# [Travail à faire]
**1)** Résumez en deux phrases le passage sur les leçons du Brexit.
**2)** Recopiez fidèlement le segment du passage qui va de « Cela peut également » jusqu'à « membre de l’UE. » inclus.

# [Passage proposé]
* * * * * * *
Les leçons du Brexit

La nationalité peut être plus difficile à obtenir et, le plus souvent, cela ne changera pas grand-chose, voire rien du tout, au montant de votre impôt. Toutefois, si vous avez élu domicile dans un pays pour y vivre de manière permanente, vous voudrez sans doute participer pleinement à la vie locale, par exemple en votant ou en vous présentant à une élection.

Cela peut également vous protéger contre une modification des règles de résidence. De nombreux citoyens de l’UE n’avaient pas forcément réfléchi à l’intérêt de demander la nationalité d’un autre État membre jusqu’à ce que l’expérience du Brexit montre que des droits et des dispositions apparemment immuables ne le sont pas. Les Britanniques expatriés dans des pays tels que l’Espagne et la France ont pu constater que leur situation juridique s’en est trouvée sensiblement altérée. Ils ont notamment perdu le droit automatique de s’installer ou de travailler dans un autre pays membre de l’UE.
* * * * * * *
# [Données fournies]

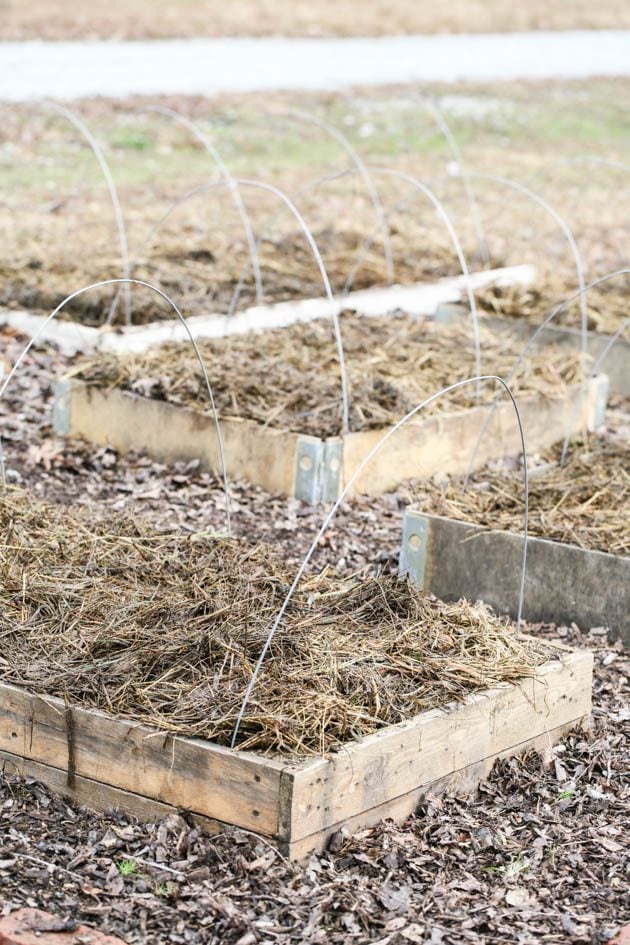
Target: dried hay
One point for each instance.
* * * * * * *
# [Exercices corrigés]
**1)** Obtenir la nationalité d'un pays change souvent peu de chose à l'impôt, mais cela permet à celui qui s'y est installé de façon permanente de participer pleinement à la vie locale, par exemple en votant ou en se présentant à une élection, et cela peut le protéger contre une modification des règles de résidence. Le Brexit a montré que des droits apparemment immuables ne le sont pas : les Britanniques expatriés en Espagne ou en France ont notamment perdu le droit automatique de s'installer ou de travailler dans un autre pays membre de l'UE.

**2)**
Cela peut également vous protéger contre une modification des règles de résidence. De nombreux citoyens de l’UE n’avaient pas forcément réfléchi à l’intérêt de demander la nationalité d’un autre État membre jusqu’à ce que l’expérience du Brexit montre que des droits et des dispositions apparemment immuables ne le sont pas. Les Britanniques expatriés dans des pays tels que l’Espagne et la France ont pu constater que leur situation juridique s’en est trouvée sensiblement altérée. Ils ont notamment perdu le droit automatique de s’installer ou de travailler dans un autre pays membre de l’UE.